Extrait à lire
======

Nous insistions donc en assumant l’option militaire, car «il urgeait de prendre toutes les mesures nécessaires pour traquer ces bandits qui, il faut le dire, ne sont point mus par un élan de combat patriotique, mais plutôt sont des brigands qui cherchent à exercer une terreur pour continuer à rançonner l’Etat du Sénégal. L’Armée sénégalaise qui a été dotée, ces dernières années, d’une puissance de feu qui devrait l’autoriser à expurger les rebelles de leurs dernières caches doit être lancée, sans répit, aux trousses des agresseurs. Il ne doit plus rester un centimètre carré du territoire national qui servirait de sanctuaire à des groupes rebelles armés. Les cantonnements rebelles doivent tous être éradiqués et leurs occupants rudement pourchassés. Le choix doit être clair pour tout le monde : C’est celui de quitter le maquis ou d’être traité comme un vulgaire terroriste et tueur. Le Sénégal est dans une situation de légitime défense face à des hordes qui assassinent et massacrent d’innocents citoyens. (…) Il n’est pas besoin d’être un stratège militaire pour bien s’imaginer que si des contingents militaires se mettaient de part et d’autre des zones infestées de rebelles et qu’ils se donnaient pour mot d’ordre de réaliser la jonction après que chaque buisson soit ratissé, fouillé et sécurisé, l’opération sonnerait le glas du Mfdc. Un rapport de forces doit être imposé aux groupes rebelles, jusqu’à ce qu’ils acceptent un désarmement sans condition. (…) Si d’aventure le Sénégal n’aurait pas encore les moyens de gagner la guerre, il ne saurait se trouver aucune autre urgence ou priorité que de donner à l’Armée les moyens pour garantir notre sécurité et l’intégrité de notre territoire national. (…) En effet, chaque pays doit se donner les moyens d’assurer sa sécurité intérieure».
Aujourd’hui, la donne a changé, le Mfdc est vaincu. Le Président Macky Sall a rempli son devoir régalien, mais s’interdit de parader. Il considère sans doute qu’il a gagné une guerre contre certains de ses compatriotes égarés. C’est sans doute cette pudeur et ce scrupule qui font qu’aucun bilan des opérations n’a été fourni. Macky Sall aura désormais à faire la paix avec et pour les populations.
Empêcher le Mfdc de renaître de ses cendres
L’Etat du Sénégal a pu de façon efficiente mener des opérations régulées dans le Sud du pays, avec comme objectif de réduire la rébellion armée du Mfdc à sa plus simple expression. L’Armée sénégalaise, depuis quelques années, s’était donné pour but de sécuriser toute la zone sud du pays en repoussant les derniers bastions de la rébellion, en démantelant toutes les bases clandestines, en coupant toute connexion ou relais des forces rebelles avec des alliés ou sympathisants du côté de la Guinée Bissau.

======

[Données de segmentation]
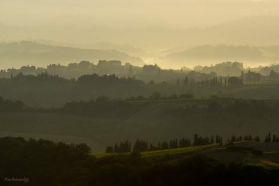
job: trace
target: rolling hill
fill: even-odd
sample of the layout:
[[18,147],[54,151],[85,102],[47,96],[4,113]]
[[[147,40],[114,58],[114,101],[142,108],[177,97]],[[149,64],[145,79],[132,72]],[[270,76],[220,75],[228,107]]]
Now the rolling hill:
[[39,67],[50,63],[66,65],[83,60],[96,64],[100,59],[119,60],[123,63],[130,63],[135,65],[144,64],[140,58],[112,49],[83,49],[43,45],[31,41],[0,44],[0,64],[2,69],[27,65]]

======

Objectif
D'après l'extrait à lire, quel but l'Armée sénégalaise s'était-elle donné depuis quelques années ?

Résultat final
Elle s'était donné pour but de sécuriser toute la zone sud du pays.